Activity
Give the count of lines below that include the word "Target", and say nothing else.

Stored data entries
▼

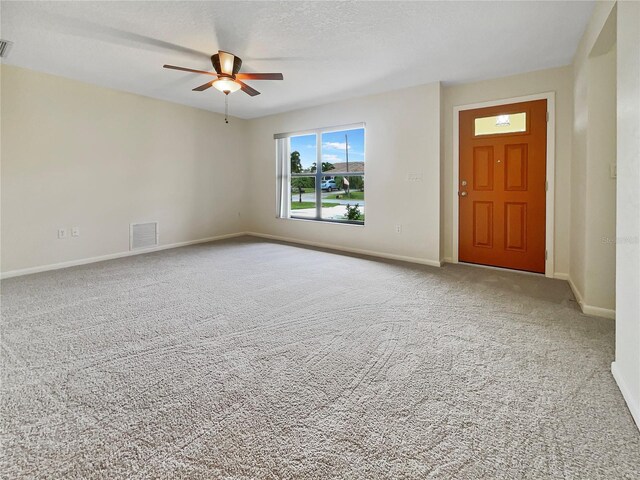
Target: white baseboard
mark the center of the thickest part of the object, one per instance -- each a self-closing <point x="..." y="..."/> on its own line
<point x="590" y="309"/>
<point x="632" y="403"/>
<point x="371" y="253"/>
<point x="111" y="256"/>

▲
▼

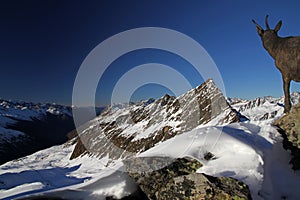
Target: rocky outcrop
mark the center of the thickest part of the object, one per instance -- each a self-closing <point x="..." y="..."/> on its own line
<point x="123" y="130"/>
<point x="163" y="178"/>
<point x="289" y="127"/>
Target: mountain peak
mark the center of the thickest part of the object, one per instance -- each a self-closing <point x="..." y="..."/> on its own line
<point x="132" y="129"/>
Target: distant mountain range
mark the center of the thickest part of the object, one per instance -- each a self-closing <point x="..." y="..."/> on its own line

▲

Reply to the exercise
4